Neben den Haupt-Housewives gibt es viele andere Verrückte, die sich in der Vorstadt niedergelassen haben. Über alle möglichen Ehemänner und Liebschaften, die männerfixierte Edie Britt, die jeden Tag ihr Auto in einem weißen, durchnässten Shirt wäscht und den schönsten aller Nachbarn und gleichzeitig Klempner der Herzen, Mike Delfino, spielt Bösewicht Paul Young immer wieder eine zentrale Rolle. Er lässt jedes Mal, wenn er plötzlich wieder auftaucht und jemandes Haus kauft, um von dort aus Angst und Schrecken zu verbreiten, alle erschaudern, ist aber ein verlässlicher Garant für feinstes Nachbarschaftsdrama. Diese Nebendarsteller füllen aber nur von zeit zu Zeit den einen oder anderen Nebenhandlungsstrang, damit noch ein bisschen mehr Wind in den ohnehin schon viel zu ereignisreichen Scheißhaufen namens Wisteria Lane kommt.

◆ **Aufgaben**:
(a) Beantworte diese Fragen zum Textauszug:
(i) Was tut Edie Britt jeden Tag?
(ii) Welchen Beruf hat Mike Delfino?
(iii) Wozu kauft Paul Young jemandes Haus, wenn er plötzlich wieder auftaucht?
(b) Gib den Abschnitt des Textauszugs von „Neben den Haupt-Housewives“ bis „Wisteria Lane kommt.“ wortgetreu wieder.

◆ **Gegebene Daten**:

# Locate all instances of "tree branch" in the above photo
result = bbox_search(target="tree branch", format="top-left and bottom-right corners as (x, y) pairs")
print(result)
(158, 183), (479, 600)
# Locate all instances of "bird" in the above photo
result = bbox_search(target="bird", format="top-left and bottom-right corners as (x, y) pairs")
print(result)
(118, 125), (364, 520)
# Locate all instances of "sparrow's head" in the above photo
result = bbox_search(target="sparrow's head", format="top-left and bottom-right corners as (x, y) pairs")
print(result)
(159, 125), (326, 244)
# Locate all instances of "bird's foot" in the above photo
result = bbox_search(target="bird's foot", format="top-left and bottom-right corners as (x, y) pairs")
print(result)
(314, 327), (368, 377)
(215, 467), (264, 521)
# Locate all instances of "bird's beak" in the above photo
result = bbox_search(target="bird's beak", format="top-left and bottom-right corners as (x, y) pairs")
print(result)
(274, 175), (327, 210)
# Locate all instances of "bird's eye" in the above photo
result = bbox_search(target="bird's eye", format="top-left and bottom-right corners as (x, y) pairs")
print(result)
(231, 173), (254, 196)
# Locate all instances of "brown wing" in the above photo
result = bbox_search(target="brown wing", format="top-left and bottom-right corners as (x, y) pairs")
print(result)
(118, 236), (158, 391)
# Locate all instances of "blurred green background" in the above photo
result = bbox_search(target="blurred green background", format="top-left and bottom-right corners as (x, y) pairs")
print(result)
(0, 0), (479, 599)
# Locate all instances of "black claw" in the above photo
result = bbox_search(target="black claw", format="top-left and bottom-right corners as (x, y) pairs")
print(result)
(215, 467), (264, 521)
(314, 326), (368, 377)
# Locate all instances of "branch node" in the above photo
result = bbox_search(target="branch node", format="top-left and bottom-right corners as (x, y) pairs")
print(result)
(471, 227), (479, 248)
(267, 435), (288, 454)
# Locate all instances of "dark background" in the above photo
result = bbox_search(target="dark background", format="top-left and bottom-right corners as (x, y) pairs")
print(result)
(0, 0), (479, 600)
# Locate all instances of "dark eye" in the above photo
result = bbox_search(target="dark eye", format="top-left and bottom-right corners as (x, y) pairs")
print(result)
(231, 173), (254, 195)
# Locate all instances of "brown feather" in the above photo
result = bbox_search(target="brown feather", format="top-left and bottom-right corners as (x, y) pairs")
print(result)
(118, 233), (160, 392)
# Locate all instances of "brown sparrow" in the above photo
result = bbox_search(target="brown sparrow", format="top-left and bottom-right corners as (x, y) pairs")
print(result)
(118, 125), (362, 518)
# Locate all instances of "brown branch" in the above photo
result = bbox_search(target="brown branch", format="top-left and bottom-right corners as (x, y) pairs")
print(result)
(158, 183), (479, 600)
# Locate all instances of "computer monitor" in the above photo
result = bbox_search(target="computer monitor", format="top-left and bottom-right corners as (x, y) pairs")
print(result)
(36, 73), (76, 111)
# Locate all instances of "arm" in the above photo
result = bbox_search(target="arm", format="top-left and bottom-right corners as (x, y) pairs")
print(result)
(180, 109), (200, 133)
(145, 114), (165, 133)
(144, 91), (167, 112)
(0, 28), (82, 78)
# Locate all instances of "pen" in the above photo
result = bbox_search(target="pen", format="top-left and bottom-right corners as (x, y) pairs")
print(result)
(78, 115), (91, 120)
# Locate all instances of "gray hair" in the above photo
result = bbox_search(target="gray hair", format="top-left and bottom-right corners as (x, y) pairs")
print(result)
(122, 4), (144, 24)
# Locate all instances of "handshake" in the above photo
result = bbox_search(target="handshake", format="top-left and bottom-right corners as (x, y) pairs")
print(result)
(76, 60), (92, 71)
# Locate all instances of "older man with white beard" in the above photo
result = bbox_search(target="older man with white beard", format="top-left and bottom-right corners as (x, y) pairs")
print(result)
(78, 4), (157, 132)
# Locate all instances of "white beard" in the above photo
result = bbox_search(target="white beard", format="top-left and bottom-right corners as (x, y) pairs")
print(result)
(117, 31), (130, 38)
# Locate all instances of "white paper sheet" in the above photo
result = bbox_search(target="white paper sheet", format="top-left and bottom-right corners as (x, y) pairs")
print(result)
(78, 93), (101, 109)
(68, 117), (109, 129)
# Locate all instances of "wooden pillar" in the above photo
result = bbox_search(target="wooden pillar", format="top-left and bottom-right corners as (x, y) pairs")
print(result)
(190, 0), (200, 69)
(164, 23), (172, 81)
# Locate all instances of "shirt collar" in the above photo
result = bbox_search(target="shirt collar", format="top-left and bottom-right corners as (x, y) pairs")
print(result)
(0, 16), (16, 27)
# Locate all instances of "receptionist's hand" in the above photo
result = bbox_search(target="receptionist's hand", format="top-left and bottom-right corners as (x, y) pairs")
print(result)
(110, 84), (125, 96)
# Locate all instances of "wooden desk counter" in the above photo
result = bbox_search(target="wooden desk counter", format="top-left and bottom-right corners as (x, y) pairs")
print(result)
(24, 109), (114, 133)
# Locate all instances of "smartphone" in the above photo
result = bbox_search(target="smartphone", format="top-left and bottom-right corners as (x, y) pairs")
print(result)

◆ **Lösungen je Aufgabe**:
(a)
(i) Sie wäscht ihr Auto in einem weißen, durchnässten Shirt.
(ii) Er ist Klempner.
(iii) Um von dort aus Angst und Schrecken zu verbreiten.

(b)
Neben den Haupt-Housewives gibt es viele andere Verrückte, die sich in der Vorstadt niedergelassen haben. Über alle möglichen Ehemänner und Liebschaften, die männerfixierte Edie Britt, die jeden Tag ihr Auto in einem weißen, durchnässten Shirt wäscht und den schönsten aller Nachbarn und gleichzeitig Klempner der Herzen, Mike Delfino, spielt Bösewicht Paul Young immer wieder eine zentrale Rolle. Er lässt jedes Mal, wenn er plötzlich wieder auftaucht und jemandes Haus kauft, um von dort aus Angst und Schrecken zu verbreiten, alle erschaudern, ist aber ein verlässlicher Garant für feinstes Nachbarschaftsdrama. Diese Nebendarsteller füllen aber nur von zeit zu Zeit den einen oder anderen Nebenhandlungsstrang, damit noch ein bisschen mehr Wind in den ohnehin schon viel zu ereignisreichen Scheißhaufen namens Wisteria Lane kommt.